* _WORK INSTRUCTIONS_: Rewrite all of the items below, replacing "Indicate each instance with one point." with "Mark every instance with a single point." wherever it occurs and leaving everything else unchanged. Leave the pictures out of your rewritten version.

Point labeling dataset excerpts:
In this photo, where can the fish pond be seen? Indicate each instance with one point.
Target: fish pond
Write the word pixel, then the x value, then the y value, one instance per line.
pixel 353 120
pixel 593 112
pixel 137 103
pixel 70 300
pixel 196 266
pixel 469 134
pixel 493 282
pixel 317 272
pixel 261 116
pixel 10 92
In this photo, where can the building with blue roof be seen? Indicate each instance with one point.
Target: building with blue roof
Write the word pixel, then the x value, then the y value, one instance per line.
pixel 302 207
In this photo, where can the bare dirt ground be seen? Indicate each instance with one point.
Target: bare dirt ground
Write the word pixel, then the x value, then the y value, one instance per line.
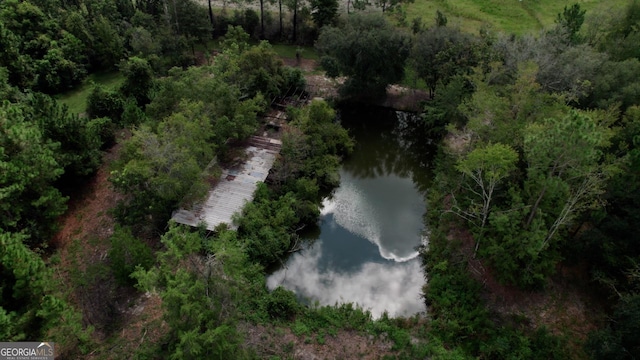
pixel 344 345
pixel 562 307
pixel 82 241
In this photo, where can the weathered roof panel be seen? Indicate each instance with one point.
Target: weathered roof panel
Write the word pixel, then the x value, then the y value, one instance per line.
pixel 235 188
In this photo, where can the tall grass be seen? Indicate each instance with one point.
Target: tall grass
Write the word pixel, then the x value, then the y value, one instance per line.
pixel 76 99
pixel 509 16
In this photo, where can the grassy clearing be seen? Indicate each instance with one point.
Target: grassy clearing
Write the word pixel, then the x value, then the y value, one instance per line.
pixel 289 51
pixel 510 16
pixel 76 99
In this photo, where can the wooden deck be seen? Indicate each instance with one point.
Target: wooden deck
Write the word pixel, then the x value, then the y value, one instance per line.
pixel 235 188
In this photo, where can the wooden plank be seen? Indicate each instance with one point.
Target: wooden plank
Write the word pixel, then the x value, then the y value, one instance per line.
pixel 231 194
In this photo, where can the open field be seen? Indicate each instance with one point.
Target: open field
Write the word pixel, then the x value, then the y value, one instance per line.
pixel 76 99
pixel 510 16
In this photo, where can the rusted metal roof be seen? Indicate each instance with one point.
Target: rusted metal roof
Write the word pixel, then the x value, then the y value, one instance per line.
pixel 235 188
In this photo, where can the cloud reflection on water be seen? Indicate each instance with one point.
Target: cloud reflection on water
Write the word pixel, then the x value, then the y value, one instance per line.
pixel 387 211
pixel 390 286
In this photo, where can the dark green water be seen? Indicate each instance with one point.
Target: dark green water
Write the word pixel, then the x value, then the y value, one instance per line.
pixel 364 250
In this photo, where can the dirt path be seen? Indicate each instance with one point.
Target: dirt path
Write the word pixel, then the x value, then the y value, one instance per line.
pixel 82 242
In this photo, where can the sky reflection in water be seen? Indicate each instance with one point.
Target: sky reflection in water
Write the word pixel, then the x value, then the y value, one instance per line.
pixel 366 252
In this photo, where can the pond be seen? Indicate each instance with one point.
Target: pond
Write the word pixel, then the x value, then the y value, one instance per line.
pixel 364 249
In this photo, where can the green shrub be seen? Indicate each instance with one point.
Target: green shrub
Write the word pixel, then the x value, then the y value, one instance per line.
pixel 105 103
pixel 126 253
pixel 282 304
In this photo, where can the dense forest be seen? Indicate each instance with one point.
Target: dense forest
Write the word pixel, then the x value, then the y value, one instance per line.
pixel 537 174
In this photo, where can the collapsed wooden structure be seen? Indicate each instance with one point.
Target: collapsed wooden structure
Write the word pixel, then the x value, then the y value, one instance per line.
pixel 235 188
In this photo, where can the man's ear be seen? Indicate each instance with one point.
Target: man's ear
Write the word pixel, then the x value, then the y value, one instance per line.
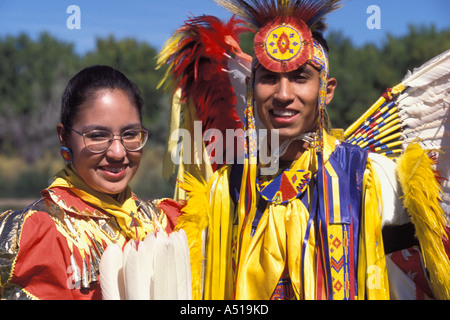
pixel 331 86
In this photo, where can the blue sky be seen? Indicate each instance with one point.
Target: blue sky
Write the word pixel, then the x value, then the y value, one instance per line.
pixel 153 21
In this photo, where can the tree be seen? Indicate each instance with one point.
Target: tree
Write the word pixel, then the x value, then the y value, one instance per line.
pixel 33 76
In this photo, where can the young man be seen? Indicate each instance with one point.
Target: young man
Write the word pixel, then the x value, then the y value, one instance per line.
pixel 313 229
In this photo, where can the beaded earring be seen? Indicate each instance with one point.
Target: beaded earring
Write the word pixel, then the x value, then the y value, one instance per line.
pixel 66 154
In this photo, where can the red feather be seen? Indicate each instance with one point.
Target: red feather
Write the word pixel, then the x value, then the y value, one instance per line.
pixel 197 67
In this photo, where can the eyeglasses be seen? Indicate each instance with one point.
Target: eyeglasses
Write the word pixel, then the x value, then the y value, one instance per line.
pixel 98 141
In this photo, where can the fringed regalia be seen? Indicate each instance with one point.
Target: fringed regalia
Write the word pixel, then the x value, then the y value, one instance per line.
pixel 331 224
pixel 53 248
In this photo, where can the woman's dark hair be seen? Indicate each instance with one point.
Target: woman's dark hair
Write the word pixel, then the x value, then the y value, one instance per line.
pixel 87 82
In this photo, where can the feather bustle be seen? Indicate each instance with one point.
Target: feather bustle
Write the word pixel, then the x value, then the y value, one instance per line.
pixel 422 194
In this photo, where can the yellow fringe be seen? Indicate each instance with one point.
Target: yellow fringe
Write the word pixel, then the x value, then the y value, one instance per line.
pixel 193 221
pixel 422 195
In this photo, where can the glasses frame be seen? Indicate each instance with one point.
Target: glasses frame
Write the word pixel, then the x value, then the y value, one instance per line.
pixel 147 132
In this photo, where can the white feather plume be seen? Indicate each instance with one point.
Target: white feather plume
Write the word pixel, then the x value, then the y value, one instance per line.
pixel 157 268
pixel 111 273
pixel 435 68
pixel 159 282
pixel 182 263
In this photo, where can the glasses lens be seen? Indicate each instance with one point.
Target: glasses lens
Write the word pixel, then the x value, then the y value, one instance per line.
pixel 98 140
pixel 134 140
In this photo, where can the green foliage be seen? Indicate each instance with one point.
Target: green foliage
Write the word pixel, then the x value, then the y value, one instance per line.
pixel 33 75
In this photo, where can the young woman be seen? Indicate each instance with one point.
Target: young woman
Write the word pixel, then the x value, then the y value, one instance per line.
pixel 52 249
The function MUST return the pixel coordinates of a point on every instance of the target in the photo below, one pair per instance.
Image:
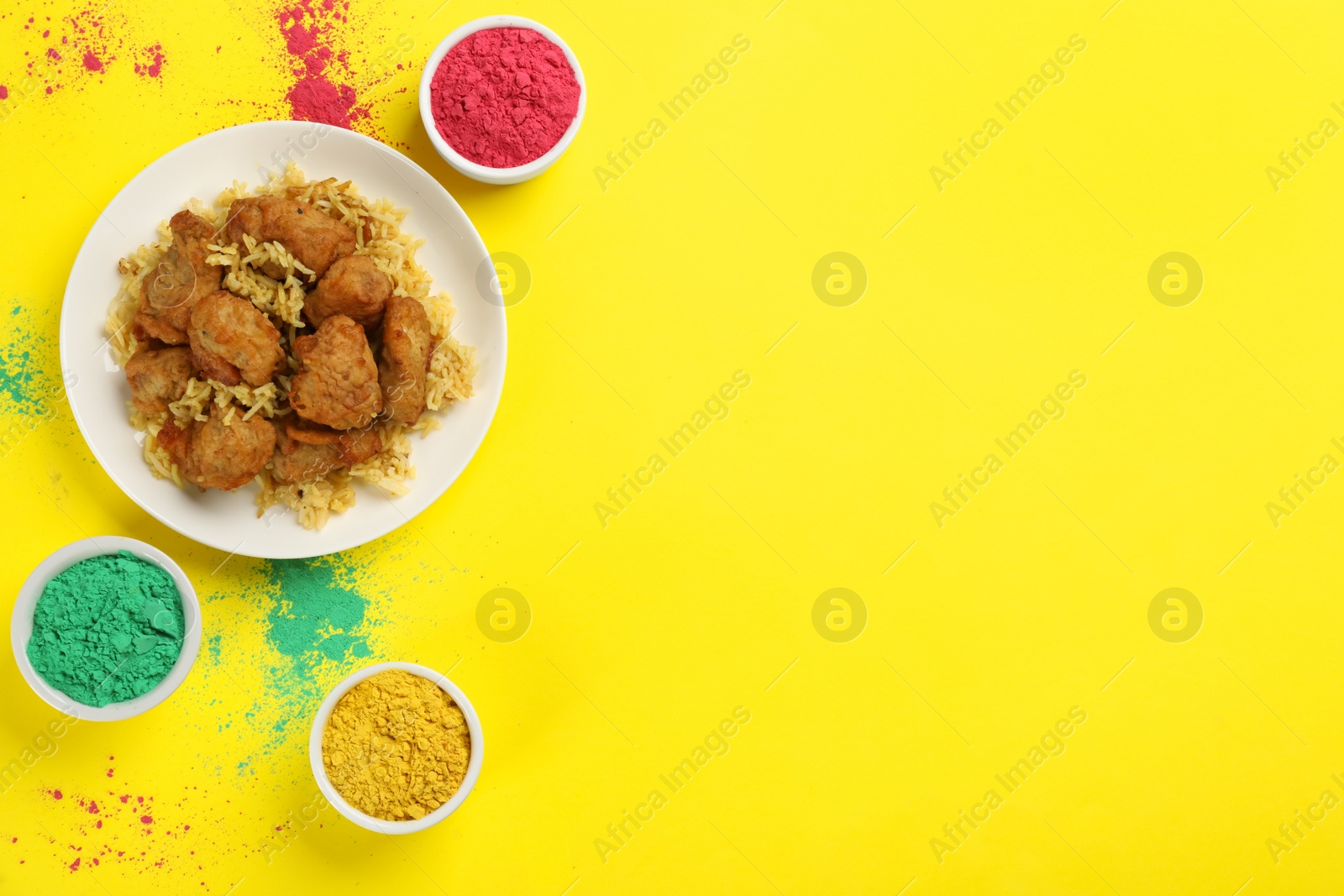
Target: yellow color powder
(396, 746)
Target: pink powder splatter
(152, 62)
(319, 92)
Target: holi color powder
(318, 618)
(30, 363)
(150, 60)
(82, 46)
(323, 87)
(136, 831)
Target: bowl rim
(382, 825)
(474, 170)
(60, 560)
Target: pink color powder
(318, 94)
(504, 97)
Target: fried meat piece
(351, 286)
(315, 238)
(179, 281)
(306, 453)
(403, 360)
(232, 342)
(214, 456)
(158, 378)
(338, 380)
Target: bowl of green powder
(107, 627)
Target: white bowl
(382, 825)
(476, 170)
(20, 627)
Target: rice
(376, 224)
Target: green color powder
(315, 613)
(108, 629)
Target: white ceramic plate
(454, 254)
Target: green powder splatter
(108, 629)
(29, 365)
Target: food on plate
(336, 383)
(158, 378)
(312, 237)
(179, 280)
(219, 452)
(233, 342)
(265, 371)
(353, 286)
(306, 453)
(403, 362)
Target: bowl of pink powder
(501, 98)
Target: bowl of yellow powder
(105, 629)
(396, 747)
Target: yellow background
(652, 293)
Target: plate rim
(66, 322)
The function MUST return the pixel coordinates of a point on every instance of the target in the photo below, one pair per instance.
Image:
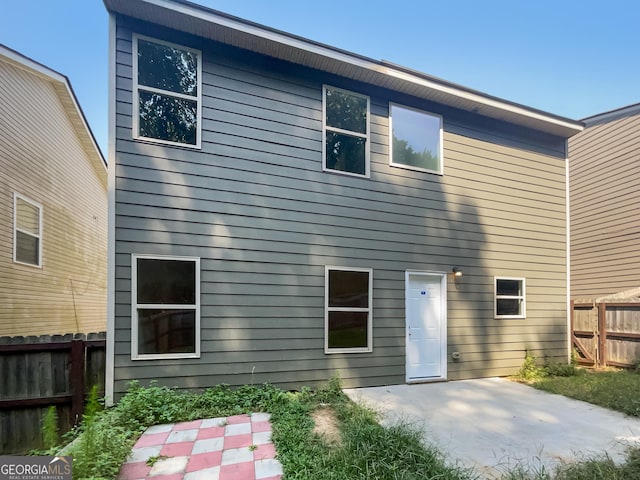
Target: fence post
(602, 335)
(77, 379)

* _SOLUTION_:
In this photo, where can the fish pond be seen? Mark every instance with a single point.
Target: fish pond
Write the word pixel, then the x value, then the y value, one instance per line.
pixel 353 120
pixel 593 112
pixel 137 103
pixel 70 300
pixel 196 266
pixel 469 134
pixel 493 282
pixel 317 272
pixel 261 116
pixel 10 92
In this photo, where can the building with blue roof be seen? Mark every instance with a single point.
Target: building with blue roof
Write the word pixel, then the x value, then the y value, one instance per line.
pixel 302 207
In this photo, where can the bare dirt ground be seen? Mark every instance with a single point.
Target: bare dirt ground
Write the word pixel, then the x value, then the y value, one instance per line.
pixel 344 345
pixel 562 307
pixel 82 241
In this photo, where can the weathered roof panel be seen? Mark every instance with a single point.
Target: weathered roof panel
Write the word pixel, then the x value, then the y value, one instance per line.
pixel 235 188
In this photo, where can the tall grass be seen? Mark every instance with a single point.
Target: tall grass
Write the word pixel, then the x value, then the y value, one instance per line.
pixel 76 99
pixel 509 16
In this photo, where can the grassy clearing be seen? Mark every instance with a single point.
Target: grassy clearing
Write the word pixel, then the x value, then the y value, one instance per line.
pixel 289 51
pixel 510 16
pixel 76 99
In this photo, where can the wooden deck be seen? Mark every instance with a single point.
Target: wooden deck
Write the word pixel, then the x value, then the y value, one instance per line.
pixel 235 188
In this photo, where can the wooden plank be seen? Mark every instance with a single point.
Target: wooden plank
Write the word pixel, then the x value, then the y value, one instance per line.
pixel 231 194
In this photo, where can the open field be seen? Mark every instance with a single point.
Target: open field
Write the word pixel, then the x value, then the y value, one instance per line.
pixel 76 99
pixel 510 16
In this photo, where can the rusted metal roof be seen? Mark every instance with a single point.
Target: rusted metal roof
Write the word pixel, then the x value, then the y value, one instance per line.
pixel 235 188
In this photo, where can the cloud reflection on water be seen? Mark every instance with a single point.
Target: cloud reflection on water
Write the word pixel, then the x value, then the y value, one instance per line.
pixel 387 211
pixel 390 286
In this photo, where can the dark green water be seen? Mark every instance with a single point.
Target: dark green water
Write the word pixel, then the x value, then the y value, one instance per line.
pixel 364 250
In this photo, where can the dirt path be seen? Mark every instance with a single point.
Target: dirt path
Write the word pixel, then the x value, then the y value, one instance per line.
pixel 82 242
In this photo, where can the sky reflection in water be seen? Mark every instance with a single point.
Target: sky reflection in water
Write the word pixel, then the x value, then the y value, one instance per line.
pixel 366 252
In this photo, where can the pond be seen? Mark every instance with a single point.
Target: pond
Write the word pixel, then the x value, then the y value, one instance per line.
pixel 364 249
In this photo, where can the green shrub be seen? Mark every instance with a single point.
Target: green shrub
Write the word pixel, then the x value, then the y value, one instance per line.
pixel 105 103
pixel 126 253
pixel 282 304
In this photo, where can the dense forest be seen? Mark every instance with a single point.
Target: dense forest
Write the word pixel, then the x value, then the y value, one instance per line.
pixel 537 174
In this photo, where can the collapsed wooden structure be seen? Mark every instance with a single point.
Target: collapsed wooden structure
Write the word pixel, then the x value, then the y value, one instance per line.
pixel 235 188
In this photo, where can the man's ear be seen? Mark every instance with a single point.
Target: man's ear
Write the word pixel, then the x value, then the y value, one instance per line.
pixel 331 86
In this photo, where can the blue sky be seen? Mark every instance with a single point.
Target: blue sky
Write the word pixel, then the x value, then the y value, one instance per line.
pixel 153 21
In this photo, where can the tree be seen? Mark every instance with a single point.
Target: tree
Write the word pixel, then the x value, then the y value, one instance per line.
pixel 33 76
In this photo, where can the young man be seen? Mark every instance with a single point.
Target: young man
Write the word pixel, then the x value, then the y value, one instance per line.
pixel 313 229
In this photo, where can the beaded earring be seen? Mark every instance with a single point.
Target: beaded earring
Write the word pixel, then the x value, then the y value, one instance per line.
pixel 66 154
In this photo, where can the red feather be seen? Mark every instance with a single point.
Target: red feather
Write the word pixel, then the x value, then the y value, one instance per line.
pixel 197 67
In this photo, where can the eyeglasses be seen? Mark every instance with a single point.
Target: eyeglasses
Write the word pixel, then the x value, then the y value, one instance per line.
pixel 98 141
In this photo, where can the fringed regalia be seen? Mark every instance with a single point.
Target: fringed regalia
Write the word pixel, then the x value, then the y value, one instance per line.
pixel 331 224
pixel 53 248
In this photo, where can the woman's dark hair be seen? Mark every instance with a single point.
Target: woman's dark hair
Write the word pixel, then the x value, then the y value, one instance per line.
pixel 87 82
In this photo, where can the feather bustle be seen? Mark every instance with a single point.
Target: feather bustle
Write the word pixel, then the x value, then the y value, one instance per line.
pixel 422 194
In this photo, where can the yellow fringe be seen? Mark every instance with a single point.
Target: yellow fringe
Write the word pixel, then the x value, then the y value, one instance per line.
pixel 193 221
pixel 422 195
In this photo, where can the glasses frame be seen? Mark every instance with a single point.
Target: glasses frame
Write the word pixel, then the x value, then the y value, one instance per line.
pixel 147 132
In this photo, where can the white feather plume be seen? Mark every instance with a single point.
Target: white feather plume
Write the word pixel, then the x value, then the y value, one instance per line.
pixel 157 268
pixel 111 273
pixel 435 68
pixel 159 282
pixel 182 263
In this photo, where can the glasses lens be seen? Mark every instance with a single point.
Target: glasses lens
Write the word pixel, then the x value, then the y value, one instance per line.
pixel 98 140
pixel 134 140
In this photo, where can the green foliage be seen? Mark every instance with a single point.
Target: green foliage
Write the word pixel, then the x value, then the y value, one instance per line.
pixel 33 75
In this photo, where can the young woman be seen? Mark every instance with a single point.
Target: young woman
Write the word pixel, then the x value, then the y value, one instance per line.
pixel 52 249
The function MUST return the pixel coordinates of a point on every instance of the target in the photo below, one pair per instance.
Image:
Target: yellow color powder
(396, 746)
Target: pink powder splatter
(152, 62)
(319, 92)
Target: holi color powder
(318, 618)
(30, 363)
(150, 60)
(82, 46)
(323, 87)
(136, 831)
Target: bowl rim
(382, 825)
(474, 170)
(60, 560)
Target: pink color powder
(318, 94)
(504, 97)
Target: fried meat piece
(351, 286)
(315, 238)
(179, 281)
(306, 453)
(403, 360)
(232, 342)
(214, 456)
(158, 378)
(338, 380)
Target: bowl of green powder
(107, 627)
Target: white bowl
(382, 825)
(476, 170)
(20, 627)
Target: rice
(376, 224)
Target: green color powder
(315, 613)
(108, 629)
Target: white ceramic plate
(454, 254)
Target: green powder splatter
(108, 629)
(29, 365)
Target: food on plate
(336, 383)
(158, 378)
(312, 237)
(179, 280)
(219, 452)
(233, 342)
(265, 371)
(353, 286)
(306, 453)
(403, 362)
Target: bowl of pink powder
(501, 98)
Target: bowl of yellow powder
(105, 629)
(396, 747)
Target: yellow background
(652, 293)
Target: plate rim
(66, 322)
The function MUST return the pixel coordinates of a point on every instance of the target in the photo below, one pair per instance.
Image:
Target: fence post
(602, 335)
(77, 379)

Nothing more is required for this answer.